Activity
Across the entries that follow, count each line holding "building" and state the total alone.

Data supplied
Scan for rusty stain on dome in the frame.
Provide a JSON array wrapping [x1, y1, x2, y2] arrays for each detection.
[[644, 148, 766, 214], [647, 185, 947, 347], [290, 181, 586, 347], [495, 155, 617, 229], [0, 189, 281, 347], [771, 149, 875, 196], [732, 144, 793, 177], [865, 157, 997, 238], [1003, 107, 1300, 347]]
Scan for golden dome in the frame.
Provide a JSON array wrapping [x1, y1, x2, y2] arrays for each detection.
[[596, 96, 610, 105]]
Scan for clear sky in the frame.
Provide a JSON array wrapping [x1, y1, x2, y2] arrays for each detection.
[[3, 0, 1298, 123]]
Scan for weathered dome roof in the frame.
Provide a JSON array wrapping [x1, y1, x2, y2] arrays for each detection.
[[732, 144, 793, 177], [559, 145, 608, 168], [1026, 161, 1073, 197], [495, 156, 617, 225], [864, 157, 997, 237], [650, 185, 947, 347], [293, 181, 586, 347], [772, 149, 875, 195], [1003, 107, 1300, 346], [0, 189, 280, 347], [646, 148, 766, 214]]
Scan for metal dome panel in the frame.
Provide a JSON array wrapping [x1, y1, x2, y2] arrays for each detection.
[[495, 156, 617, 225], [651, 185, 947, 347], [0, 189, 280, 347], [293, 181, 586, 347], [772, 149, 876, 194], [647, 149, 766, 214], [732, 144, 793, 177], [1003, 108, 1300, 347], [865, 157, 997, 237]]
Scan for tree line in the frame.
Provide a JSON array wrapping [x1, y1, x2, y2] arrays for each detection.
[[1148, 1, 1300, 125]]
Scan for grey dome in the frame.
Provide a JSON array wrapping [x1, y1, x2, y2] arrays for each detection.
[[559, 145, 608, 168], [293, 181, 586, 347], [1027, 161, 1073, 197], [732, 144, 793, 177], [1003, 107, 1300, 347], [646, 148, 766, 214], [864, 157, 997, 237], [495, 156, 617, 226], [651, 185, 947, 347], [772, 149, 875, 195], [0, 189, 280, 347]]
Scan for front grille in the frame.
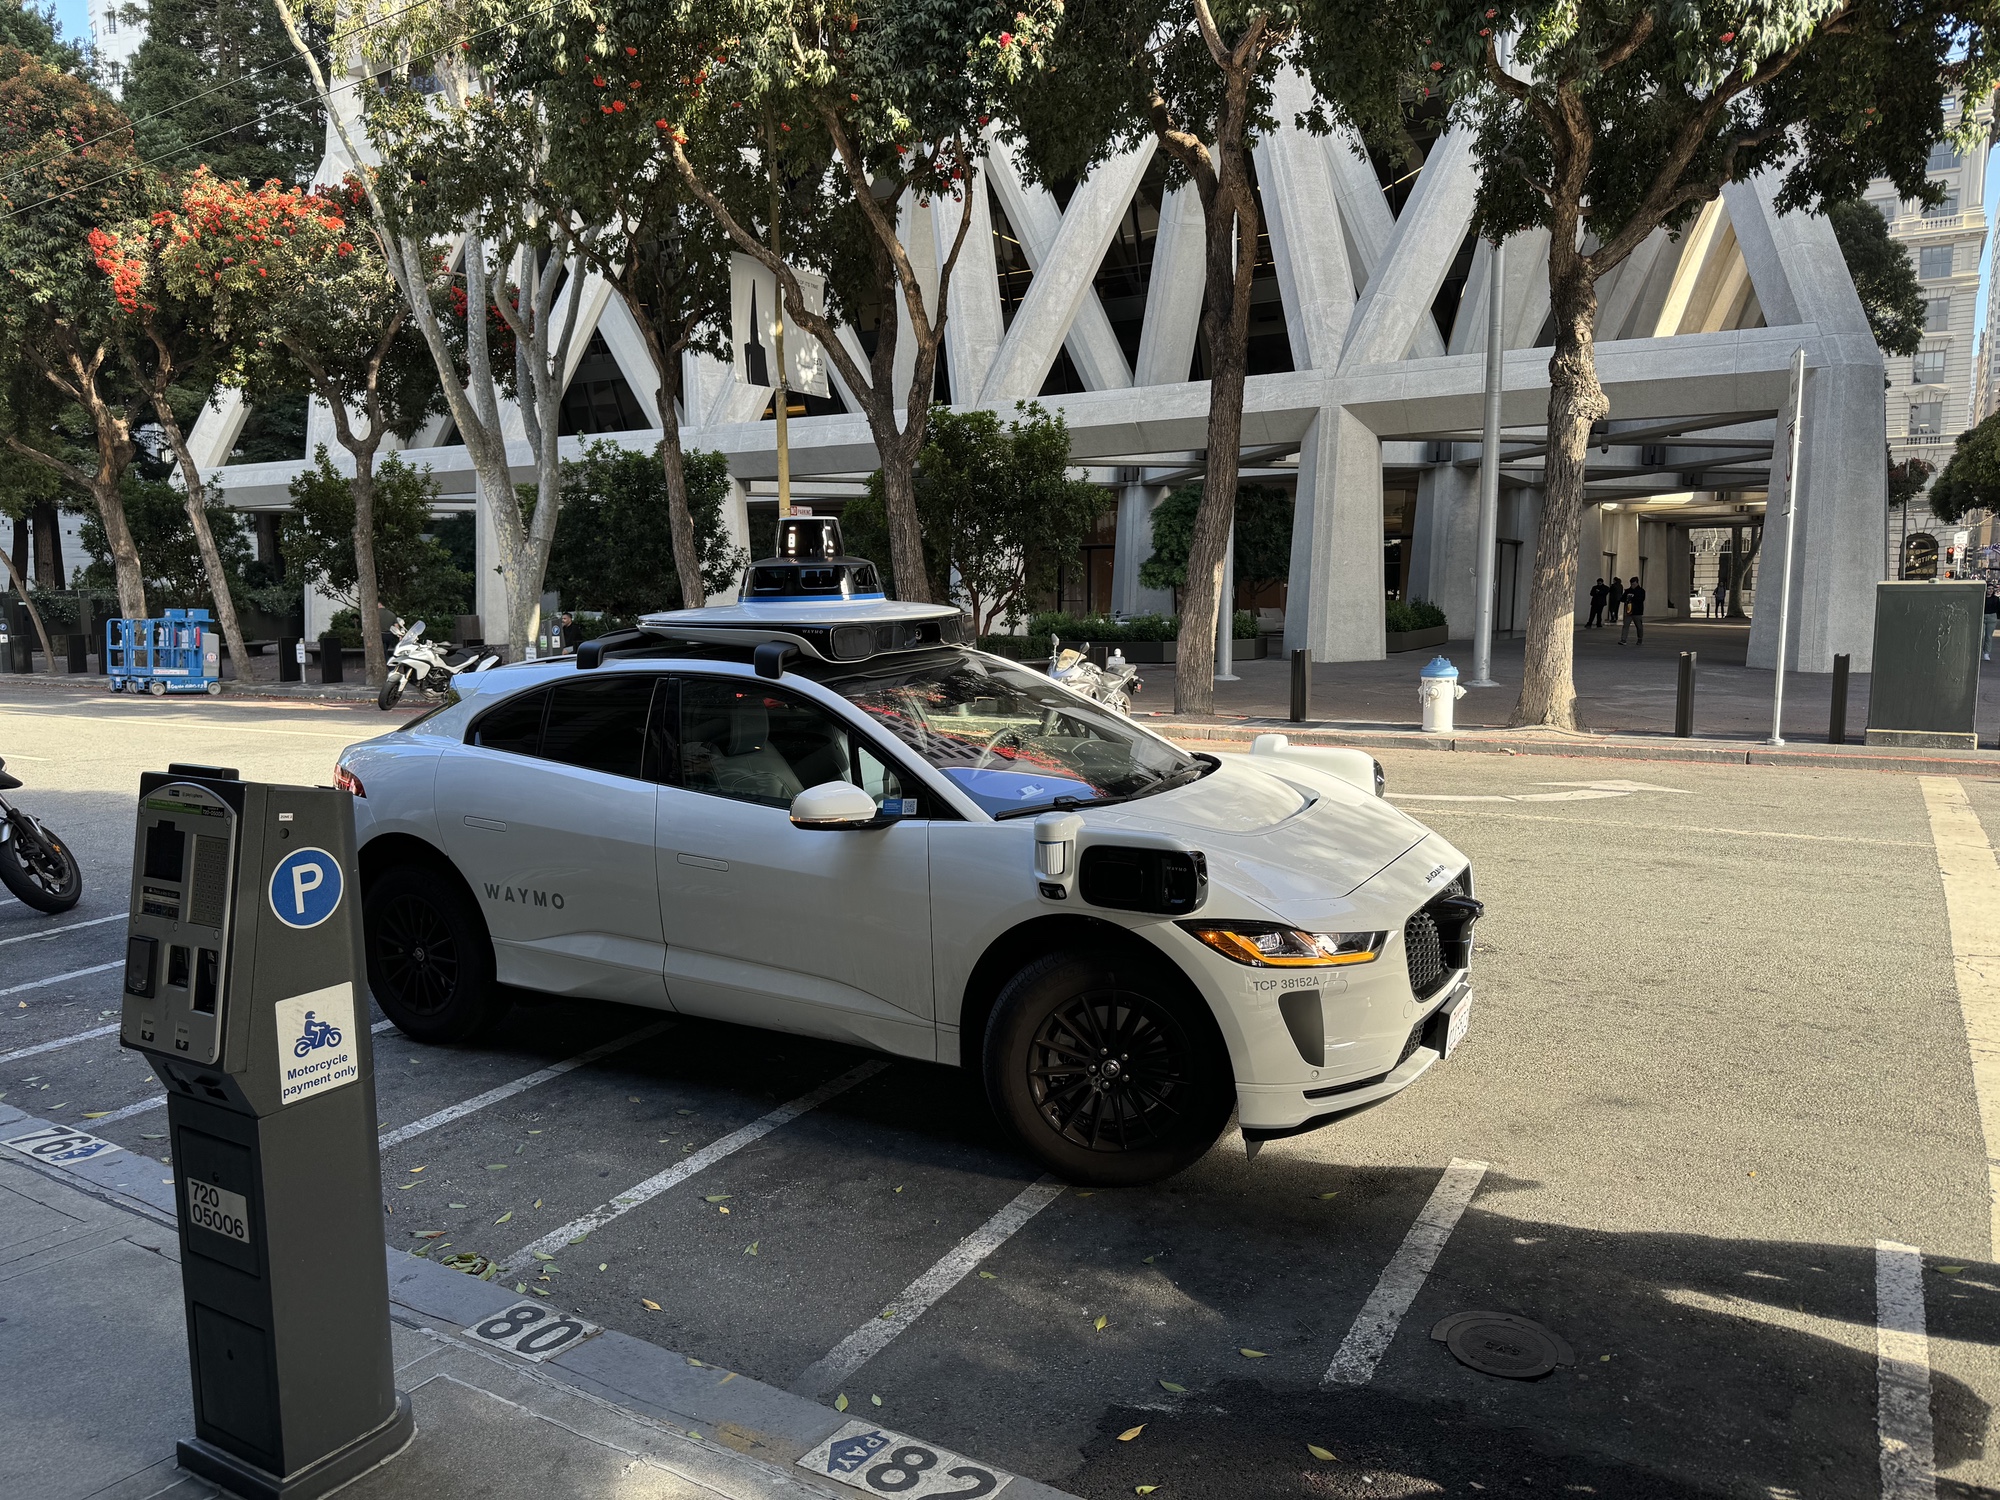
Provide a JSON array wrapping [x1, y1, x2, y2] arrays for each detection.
[[1404, 879, 1466, 1002]]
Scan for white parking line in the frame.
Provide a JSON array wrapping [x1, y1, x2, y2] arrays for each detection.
[[502, 1059, 890, 1272], [377, 1021, 673, 1149], [0, 961, 123, 999], [0, 1019, 121, 1063], [1322, 1158, 1489, 1386], [1919, 778, 2000, 1257], [792, 1176, 1066, 1397], [0, 914, 125, 947], [1876, 1240, 1937, 1500]]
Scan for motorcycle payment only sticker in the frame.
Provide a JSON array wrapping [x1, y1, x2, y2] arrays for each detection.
[[275, 981, 359, 1105]]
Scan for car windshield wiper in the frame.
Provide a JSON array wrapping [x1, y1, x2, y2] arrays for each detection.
[[992, 758, 1210, 820]]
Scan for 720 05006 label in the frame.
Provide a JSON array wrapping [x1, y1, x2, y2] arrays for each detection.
[[185, 1178, 251, 1244], [800, 1420, 1013, 1497]]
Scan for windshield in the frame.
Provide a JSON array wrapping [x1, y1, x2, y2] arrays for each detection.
[[821, 649, 1203, 817]]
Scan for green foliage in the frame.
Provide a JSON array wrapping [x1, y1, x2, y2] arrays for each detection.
[[78, 474, 250, 604], [1386, 597, 1447, 633], [1927, 420, 2000, 525], [545, 442, 746, 615], [1826, 200, 1925, 357], [1139, 483, 1294, 594], [1888, 455, 1935, 511], [284, 447, 471, 620], [120, 0, 318, 187], [1026, 610, 1258, 640]]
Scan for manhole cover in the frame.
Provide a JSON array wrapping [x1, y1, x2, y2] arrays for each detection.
[[1430, 1312, 1575, 1379]]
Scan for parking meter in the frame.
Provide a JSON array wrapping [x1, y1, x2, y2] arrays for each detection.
[[120, 763, 412, 1498]]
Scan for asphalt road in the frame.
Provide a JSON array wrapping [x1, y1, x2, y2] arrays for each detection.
[[3, 680, 1997, 1499]]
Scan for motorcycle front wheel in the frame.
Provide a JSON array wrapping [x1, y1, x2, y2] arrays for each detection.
[[378, 668, 406, 711], [0, 817, 83, 913]]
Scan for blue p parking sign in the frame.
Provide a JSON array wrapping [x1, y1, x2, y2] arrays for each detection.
[[269, 847, 343, 929]]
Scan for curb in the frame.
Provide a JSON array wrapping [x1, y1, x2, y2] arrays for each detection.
[[1151, 718, 2000, 775], [0, 1101, 1077, 1500]]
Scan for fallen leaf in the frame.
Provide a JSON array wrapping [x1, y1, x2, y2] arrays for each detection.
[[678, 1109, 695, 1115], [1939, 1266, 1967, 1275], [412, 1230, 445, 1238], [83, 1111, 108, 1119], [141, 1133, 165, 1140], [530, 1287, 550, 1296], [704, 1194, 732, 1203], [895, 1186, 904, 1194], [642, 1298, 661, 1310], [1316, 1192, 1340, 1200], [687, 1358, 704, 1367], [979, 1271, 998, 1280], [397, 1182, 419, 1190], [719, 1371, 737, 1385], [744, 1241, 759, 1256], [528, 1129, 543, 1135], [871, 1395, 883, 1407], [1136, 1488, 1158, 1495], [629, 1095, 641, 1103], [515, 1282, 526, 1293], [835, 1393, 849, 1412], [410, 1166, 426, 1173], [1143, 1256, 1156, 1265], [487, 1164, 508, 1171], [1094, 1315, 1108, 1331], [1308, 1445, 1337, 1461], [1077, 1191, 1094, 1198], [1599, 1354, 1611, 1363], [534, 1199, 544, 1209], [599, 1263, 608, 1271], [450, 1203, 469, 1209], [719, 1206, 730, 1214], [514, 1144, 524, 1154], [568, 1235, 590, 1244], [532, 1251, 555, 1261], [1159, 1380, 1186, 1393], [1119, 1425, 1146, 1442], [494, 1211, 513, 1224], [1239, 1348, 1268, 1358]]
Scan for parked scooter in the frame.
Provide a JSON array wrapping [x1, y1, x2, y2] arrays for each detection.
[[1049, 637, 1142, 716], [378, 619, 502, 710], [0, 757, 82, 913]]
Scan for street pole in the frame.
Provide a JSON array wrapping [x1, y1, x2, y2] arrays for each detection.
[[1767, 346, 1806, 746], [768, 132, 791, 521], [1468, 238, 1504, 687], [1214, 527, 1238, 682]]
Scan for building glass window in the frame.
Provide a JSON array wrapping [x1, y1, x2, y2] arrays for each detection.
[[1921, 246, 1955, 280], [1928, 141, 1962, 170], [102, 8, 116, 33], [1909, 401, 1944, 436], [1929, 192, 1960, 218], [1913, 349, 1947, 384], [1925, 296, 1952, 332]]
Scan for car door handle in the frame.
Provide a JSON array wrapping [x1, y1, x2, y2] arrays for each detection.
[[464, 816, 508, 832], [676, 853, 728, 872]]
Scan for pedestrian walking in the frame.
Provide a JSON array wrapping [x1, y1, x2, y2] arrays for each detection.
[[1606, 576, 1626, 628], [1713, 581, 1727, 619], [1587, 578, 1608, 628], [1619, 576, 1647, 645]]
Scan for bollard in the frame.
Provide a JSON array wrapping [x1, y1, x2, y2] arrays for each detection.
[[1290, 648, 1312, 722], [1674, 652, 1697, 737], [1829, 653, 1850, 745], [5, 600, 30, 673], [66, 633, 87, 673], [1418, 655, 1465, 734], [318, 632, 344, 684], [279, 636, 302, 683]]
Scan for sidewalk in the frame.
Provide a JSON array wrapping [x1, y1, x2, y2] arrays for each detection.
[[0, 1101, 1072, 1500]]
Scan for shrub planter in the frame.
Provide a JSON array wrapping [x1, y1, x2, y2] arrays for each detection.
[[1385, 624, 1449, 654]]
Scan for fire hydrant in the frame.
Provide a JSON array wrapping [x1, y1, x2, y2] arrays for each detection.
[[1418, 655, 1465, 734]]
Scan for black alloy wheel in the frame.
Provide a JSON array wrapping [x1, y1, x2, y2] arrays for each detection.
[[985, 950, 1233, 1186], [363, 864, 505, 1042], [0, 816, 83, 913]]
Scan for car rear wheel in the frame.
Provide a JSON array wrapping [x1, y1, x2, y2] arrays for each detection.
[[983, 950, 1233, 1187], [364, 864, 507, 1042]]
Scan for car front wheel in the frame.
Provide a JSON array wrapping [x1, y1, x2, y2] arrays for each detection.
[[983, 950, 1233, 1187], [363, 864, 507, 1042]]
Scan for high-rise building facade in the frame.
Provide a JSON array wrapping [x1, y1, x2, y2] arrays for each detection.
[[89, 2, 145, 94]]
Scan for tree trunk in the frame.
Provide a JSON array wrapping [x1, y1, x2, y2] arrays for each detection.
[[352, 454, 386, 686], [151, 400, 251, 683], [8, 513, 24, 587], [93, 474, 147, 621], [30, 502, 61, 587], [0, 543, 57, 671], [877, 432, 930, 605], [1509, 268, 1607, 730], [656, 359, 707, 609]]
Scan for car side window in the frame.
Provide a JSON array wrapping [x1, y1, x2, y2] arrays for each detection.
[[468, 686, 548, 756], [540, 676, 657, 780], [679, 679, 853, 809]]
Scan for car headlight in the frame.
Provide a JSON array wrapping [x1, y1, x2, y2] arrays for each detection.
[[1179, 921, 1387, 967]]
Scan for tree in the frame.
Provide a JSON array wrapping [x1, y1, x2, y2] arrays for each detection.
[[1012, 0, 1406, 712], [907, 401, 1104, 633], [1929, 418, 2000, 525], [1888, 453, 1934, 510], [546, 441, 745, 617], [646, 0, 1066, 604], [274, 0, 597, 659], [1412, 0, 1990, 728], [78, 469, 253, 605], [119, 0, 319, 186], [1140, 481, 1293, 594], [1827, 198, 1924, 357], [285, 447, 470, 622], [0, 46, 157, 617], [154, 169, 441, 684]]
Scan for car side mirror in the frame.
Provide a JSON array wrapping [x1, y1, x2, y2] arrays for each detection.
[[790, 781, 881, 829]]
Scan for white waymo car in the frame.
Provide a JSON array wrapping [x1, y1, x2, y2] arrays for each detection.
[[337, 522, 1480, 1186]]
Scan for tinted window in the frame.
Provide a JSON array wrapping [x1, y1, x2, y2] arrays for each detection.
[[470, 688, 548, 756], [540, 676, 657, 780], [680, 680, 853, 809]]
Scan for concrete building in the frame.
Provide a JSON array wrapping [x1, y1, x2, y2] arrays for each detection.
[[196, 74, 1891, 670], [88, 1, 145, 94], [1867, 92, 1994, 578]]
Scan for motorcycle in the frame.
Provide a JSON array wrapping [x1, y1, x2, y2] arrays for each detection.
[[1049, 637, 1142, 716], [379, 619, 502, 711], [0, 758, 82, 913], [292, 1010, 343, 1057]]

Reply to the task
3